● **Problem details**
Print the entries in full, word for word, but not the pictures.

● **Given entries**
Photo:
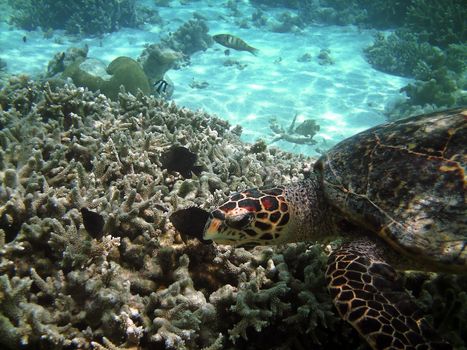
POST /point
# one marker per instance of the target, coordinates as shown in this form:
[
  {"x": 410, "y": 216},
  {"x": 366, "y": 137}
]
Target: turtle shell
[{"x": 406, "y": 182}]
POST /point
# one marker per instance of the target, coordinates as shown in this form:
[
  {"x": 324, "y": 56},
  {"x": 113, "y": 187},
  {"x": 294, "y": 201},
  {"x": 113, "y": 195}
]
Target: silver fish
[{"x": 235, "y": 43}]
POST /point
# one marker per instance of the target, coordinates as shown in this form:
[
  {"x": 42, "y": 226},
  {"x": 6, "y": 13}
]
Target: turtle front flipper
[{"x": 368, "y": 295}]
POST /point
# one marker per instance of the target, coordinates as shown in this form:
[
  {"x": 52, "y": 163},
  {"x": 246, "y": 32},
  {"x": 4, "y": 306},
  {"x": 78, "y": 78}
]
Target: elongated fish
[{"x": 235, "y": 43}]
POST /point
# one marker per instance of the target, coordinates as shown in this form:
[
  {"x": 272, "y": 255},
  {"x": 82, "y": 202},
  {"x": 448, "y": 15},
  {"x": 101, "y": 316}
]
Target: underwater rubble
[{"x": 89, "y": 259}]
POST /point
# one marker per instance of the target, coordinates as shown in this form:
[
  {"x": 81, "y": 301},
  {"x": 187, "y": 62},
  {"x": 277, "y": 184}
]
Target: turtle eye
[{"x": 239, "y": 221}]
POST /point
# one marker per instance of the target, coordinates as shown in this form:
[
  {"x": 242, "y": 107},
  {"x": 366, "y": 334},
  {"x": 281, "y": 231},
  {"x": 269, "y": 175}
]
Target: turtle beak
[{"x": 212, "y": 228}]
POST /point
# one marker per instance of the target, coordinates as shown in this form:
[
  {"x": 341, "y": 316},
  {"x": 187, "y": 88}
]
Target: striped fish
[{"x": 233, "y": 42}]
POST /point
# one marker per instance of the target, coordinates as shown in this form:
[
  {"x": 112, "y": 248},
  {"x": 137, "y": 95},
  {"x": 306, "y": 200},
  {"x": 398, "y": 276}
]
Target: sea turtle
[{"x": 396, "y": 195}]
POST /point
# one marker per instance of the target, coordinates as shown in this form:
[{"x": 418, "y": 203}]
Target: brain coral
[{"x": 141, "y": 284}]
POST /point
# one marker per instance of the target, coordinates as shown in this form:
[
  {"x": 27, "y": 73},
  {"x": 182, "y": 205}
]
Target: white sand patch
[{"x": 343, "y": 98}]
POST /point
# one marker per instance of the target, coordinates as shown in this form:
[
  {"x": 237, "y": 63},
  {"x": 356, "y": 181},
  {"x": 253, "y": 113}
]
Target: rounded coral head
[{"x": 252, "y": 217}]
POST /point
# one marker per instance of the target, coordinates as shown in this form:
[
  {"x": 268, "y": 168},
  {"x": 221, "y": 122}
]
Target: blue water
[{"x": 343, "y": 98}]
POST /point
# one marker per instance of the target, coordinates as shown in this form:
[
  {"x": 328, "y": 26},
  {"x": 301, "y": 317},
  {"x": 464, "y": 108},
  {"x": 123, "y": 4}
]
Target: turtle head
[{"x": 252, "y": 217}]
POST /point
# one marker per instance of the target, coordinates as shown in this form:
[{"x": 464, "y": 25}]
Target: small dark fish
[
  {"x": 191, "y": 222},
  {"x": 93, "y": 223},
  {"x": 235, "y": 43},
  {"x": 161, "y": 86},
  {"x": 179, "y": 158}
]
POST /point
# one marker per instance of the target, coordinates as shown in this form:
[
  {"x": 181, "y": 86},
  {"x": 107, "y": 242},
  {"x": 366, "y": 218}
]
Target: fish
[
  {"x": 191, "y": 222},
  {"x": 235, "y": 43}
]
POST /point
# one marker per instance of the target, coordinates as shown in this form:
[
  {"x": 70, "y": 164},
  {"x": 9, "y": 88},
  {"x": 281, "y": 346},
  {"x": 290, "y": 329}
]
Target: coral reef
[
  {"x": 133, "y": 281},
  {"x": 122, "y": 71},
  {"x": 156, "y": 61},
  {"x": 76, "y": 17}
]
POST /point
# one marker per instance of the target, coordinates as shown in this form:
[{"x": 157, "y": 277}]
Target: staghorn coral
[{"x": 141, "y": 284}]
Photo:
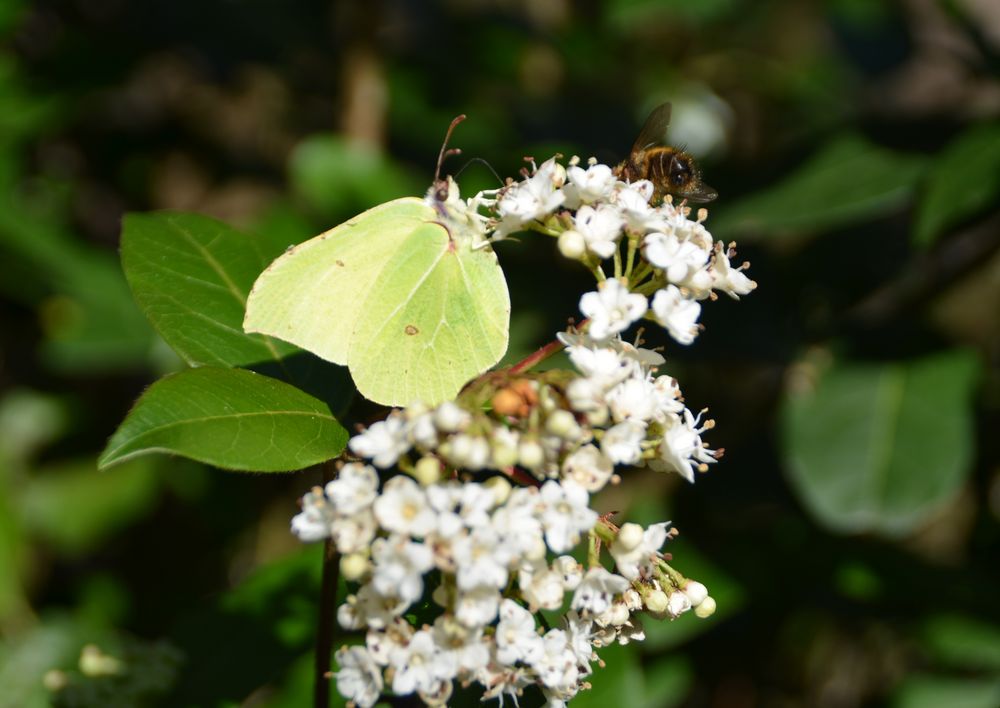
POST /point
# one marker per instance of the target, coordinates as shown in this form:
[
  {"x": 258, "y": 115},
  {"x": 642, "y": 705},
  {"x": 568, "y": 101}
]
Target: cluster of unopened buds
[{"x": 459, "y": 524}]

● **Correct output**
Photo:
POST /point
# one marker per instance of the target, coordinates as shown in this form:
[
  {"x": 410, "y": 216},
  {"x": 366, "y": 137}
]
Target: turtle shell
[{"x": 406, "y": 182}]
POST /point
# one marker per instance of the target, coordinates as shown in this form:
[
  {"x": 324, "y": 56},
  {"x": 113, "y": 187},
  {"x": 294, "y": 201},
  {"x": 113, "y": 195}
]
Target: silver fish
[{"x": 235, "y": 43}]
POST /point
# one marker per instance of the target, coordinates as shown in this form:
[
  {"x": 42, "y": 226},
  {"x": 6, "y": 13}
]
Target: turtle front flipper
[{"x": 368, "y": 295}]
POST /point
# one marker per instance of the target, coordinates as shown in this form:
[
  {"x": 52, "y": 163},
  {"x": 246, "y": 32},
  {"x": 4, "y": 306},
  {"x": 78, "y": 78}
]
Target: elongated fish
[{"x": 235, "y": 43}]
POST /point
# one marker per instance of the target, coordinates as shown in this form:
[
  {"x": 272, "y": 255},
  {"x": 82, "y": 202},
  {"x": 448, "y": 15},
  {"x": 101, "y": 316}
]
Target: underwater rubble
[{"x": 89, "y": 259}]
POST /point
# one marker per instance of the target, coordinates as shown in this form:
[
  {"x": 81, "y": 301},
  {"x": 187, "y": 62},
  {"x": 277, "y": 184}
]
Target: turtle eye
[{"x": 239, "y": 221}]
POST /point
# one marker per instance of the target, coordinates as shown in this form:
[
  {"x": 242, "y": 107},
  {"x": 366, "y": 334},
  {"x": 281, "y": 231},
  {"x": 269, "y": 175}
]
Target: turtle beak
[{"x": 212, "y": 228}]
POST /point
# one marker per instance of the target, coordinates as shown in this form:
[
  {"x": 341, "y": 316},
  {"x": 187, "y": 88}
]
Target: striped fish
[{"x": 233, "y": 42}]
POST /point
# one marker per instance of the target, coordinates as shown in this form:
[
  {"x": 112, "y": 248},
  {"x": 137, "y": 95},
  {"x": 306, "y": 200},
  {"x": 398, "y": 276}
]
Target: sea turtle
[{"x": 396, "y": 195}]
POST /point
# one marker per instance of the target, coordinates as shown in this form:
[{"x": 418, "y": 203}]
Target: brain coral
[{"x": 141, "y": 284}]
POST /point
# one marker per instance of the target, coordinates as shown in this form:
[
  {"x": 27, "y": 73},
  {"x": 182, "y": 205}
]
Target: white sand patch
[{"x": 343, "y": 98}]
POST /point
# one marker per instance of the target, coordinates as shown in this form:
[
  {"x": 237, "y": 63},
  {"x": 356, "y": 181},
  {"x": 253, "y": 113}
]
Target: rounded coral head
[{"x": 252, "y": 217}]
POST /point
# one marker per instance of the target, coordinates as shown in this form:
[
  {"x": 268, "y": 168},
  {"x": 221, "y": 122}
]
Target: blue water
[{"x": 343, "y": 98}]
POST /point
# one marker per instance of the target, coordinates as shown in this form:
[
  {"x": 328, "y": 26},
  {"x": 301, "y": 317},
  {"x": 464, "y": 108},
  {"x": 123, "y": 4}
]
Target: turtle head
[{"x": 252, "y": 217}]
POST /point
# one marker per instance of the target, coordinates as shown in this form:
[{"x": 464, "y": 25}]
Target: small dark fish
[
  {"x": 191, "y": 222},
  {"x": 93, "y": 223},
  {"x": 235, "y": 43},
  {"x": 161, "y": 86},
  {"x": 179, "y": 158}
]
POST /point
# one marker per instance of the target, coordinates as shown in this form:
[
  {"x": 181, "y": 86},
  {"x": 107, "y": 242},
  {"x": 366, "y": 218}
]
Target: fish
[
  {"x": 191, "y": 222},
  {"x": 235, "y": 43}
]
POST /point
# one marker per instance of the target, coordinates as shown in this form:
[
  {"x": 70, "y": 164},
  {"x": 9, "y": 88},
  {"x": 281, "y": 346},
  {"x": 290, "y": 329}
]
Target: coral reef
[
  {"x": 133, "y": 281},
  {"x": 122, "y": 71},
  {"x": 156, "y": 61},
  {"x": 76, "y": 17}
]
POST /point
# one marker per instance of the target, coordinates as shown in this form:
[{"x": 157, "y": 277}]
Target: staghorn coral
[{"x": 141, "y": 284}]
Photo:
POST /point
# one marker per instance of the target, coordinates as shown in this form:
[
  {"x": 258, "y": 115},
  {"x": 642, "y": 705},
  {"x": 568, "y": 101}
]
Target: cluster of unopened buds
[{"x": 459, "y": 524}]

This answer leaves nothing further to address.